== Directive ==
Copy the records below line for line, omitting the pictures.

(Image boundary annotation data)

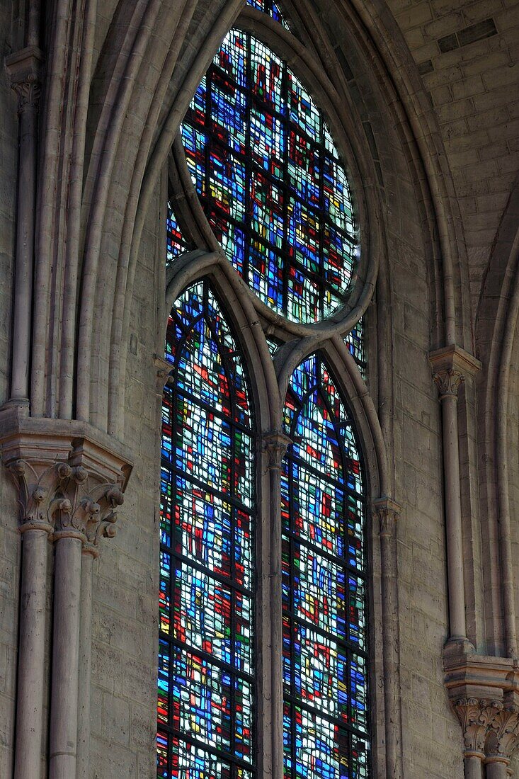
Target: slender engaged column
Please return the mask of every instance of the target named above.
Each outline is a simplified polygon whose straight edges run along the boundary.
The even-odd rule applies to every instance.
[[[90,439],[83,425],[76,430],[73,422],[67,424],[66,432],[58,420],[48,427],[41,423],[27,417],[18,404],[2,411],[0,452],[19,488],[23,534],[14,779],[41,777],[42,753],[47,756],[43,708],[49,681],[45,776],[78,779],[79,721],[83,779],[87,776],[90,735],[91,561],[100,539],[115,535],[117,509],[132,465],[122,446],[99,432]],[[55,543],[50,680],[45,657],[49,535]],[[79,715],[78,680],[83,699]]]
[[[283,776],[283,610],[281,605],[281,462],[291,443],[274,431],[263,437],[270,478],[270,619],[272,653],[272,776]]]
[[[493,757],[485,761],[486,779],[508,779],[510,760],[502,757]]]
[[[21,459],[21,449],[16,443],[2,453],[19,489],[23,536],[14,779],[39,779],[44,749],[47,560],[48,537],[54,529],[48,512],[59,468],[48,462],[31,464]]]
[[[375,501],[375,512],[380,523],[386,774],[388,777],[390,777],[390,779],[397,779],[401,776],[401,771],[398,754],[398,662],[396,656],[398,643],[397,593],[394,547],[397,520],[400,516],[401,507],[389,498],[384,497]]]
[[[11,86],[18,97],[19,116],[11,400],[25,404],[29,402],[37,120],[41,93],[38,73],[41,61],[41,52],[34,45],[5,59]]]
[[[465,779],[482,779],[483,760],[482,752],[465,752],[464,757]]]
[[[66,510],[66,509],[65,509]],[[77,749],[81,549],[84,537],[57,534],[49,779],[75,779]]]
[[[488,668],[479,670],[485,674]],[[491,679],[488,673],[484,677],[487,683]],[[464,682],[458,674],[457,679],[469,692],[485,689],[478,685],[475,674],[468,675]],[[496,700],[467,696],[451,699],[463,730],[465,779],[507,779],[510,759],[519,746],[519,693],[512,689],[503,694],[499,688],[487,689],[493,689]]]
[[[88,779],[90,753],[90,676],[92,671],[92,567],[95,547],[86,544],[81,566],[79,622],[79,709],[77,718],[76,779]]]
[[[438,385],[440,400],[442,404],[450,639],[463,640],[467,637],[467,626],[463,574],[457,390],[464,379],[461,374],[457,371],[446,372],[441,375],[437,374],[435,379]]]
[[[467,639],[463,529],[460,491],[460,453],[457,428],[457,393],[465,375],[474,375],[481,367],[478,361],[455,346],[432,352],[429,359],[442,404],[443,444],[443,488],[447,537],[450,637],[447,643],[464,643]],[[470,647],[473,650],[473,647]]]
[[[41,736],[45,684],[47,555],[51,528],[20,527],[22,579],[19,597],[15,779],[41,774]]]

== Expected answer ==
Target: slender engaged column
Please return the mask of every instance of the target named above.
Each outline is a simplified polygon whose straight edges run along the boundary.
The even-odd rule applies to every instance.
[[[90,439],[83,425],[76,430],[73,422],[67,424],[66,432],[58,420],[48,427],[41,423],[27,417],[18,404],[2,411],[0,452],[19,488],[23,534],[14,779],[41,777],[42,753],[47,756],[43,708],[49,681],[45,776],[78,779],[79,721],[83,779],[87,776],[90,735],[91,561],[100,539],[115,535],[117,509],[132,465],[122,446],[99,432]],[[55,543],[50,680],[45,657],[49,535]],[[79,715],[78,680],[83,699]]]
[[[283,776],[283,610],[281,605],[281,462],[291,443],[274,431],[263,437],[270,478],[270,619],[272,653],[272,776]]]
[[[493,757],[485,761],[486,779],[508,779],[510,760],[502,757]]]
[[[21,459],[21,449],[16,443],[2,453],[19,489],[23,536],[14,779],[39,779],[44,749],[47,560],[48,537],[54,529],[48,512],[59,468],[48,462],[31,464]]]
[[[375,501],[375,512],[380,523],[386,774],[388,777],[390,777],[390,779],[397,779],[401,776],[401,771],[398,754],[398,662],[396,656],[398,643],[397,593],[394,547],[397,520],[400,516],[401,507],[389,498],[384,497]]]
[[[11,86],[18,97],[19,116],[11,400],[25,404],[29,402],[37,120],[41,93],[38,73],[41,61],[41,52],[34,45],[5,59]]]
[[[465,779],[482,779],[483,760],[482,752],[465,752],[464,757]]]
[[[66,510],[66,509],[65,509]],[[77,749],[81,549],[84,537],[57,534],[49,779],[75,779]]]
[[[488,668],[479,670],[485,674]],[[491,679],[488,673],[484,677],[487,683]],[[464,682],[458,674],[457,679],[469,692],[485,689],[478,685],[475,674],[468,675]],[[496,700],[467,696],[451,699],[463,730],[465,779],[507,779],[510,759],[519,746],[519,693],[512,689],[503,694],[499,688],[487,689],[493,689]]]
[[[88,779],[90,753],[90,676],[92,671],[92,567],[95,547],[86,544],[81,566],[79,622],[79,709],[77,718],[76,779]]]
[[[438,385],[440,400],[442,404],[450,639],[463,640],[467,637],[467,626],[463,574],[457,390],[464,379],[461,374],[457,371],[446,372],[441,375],[437,374],[435,379]]]
[[[467,639],[463,529],[460,491],[460,453],[457,428],[457,393],[465,375],[474,375],[481,367],[478,361],[455,346],[432,352],[429,359],[442,404],[443,444],[443,488],[447,537],[450,637],[447,643],[464,643]],[[470,647],[473,650],[473,647]]]
[[[41,736],[45,684],[47,555],[51,528],[20,527],[22,579],[19,597],[15,779],[41,774]]]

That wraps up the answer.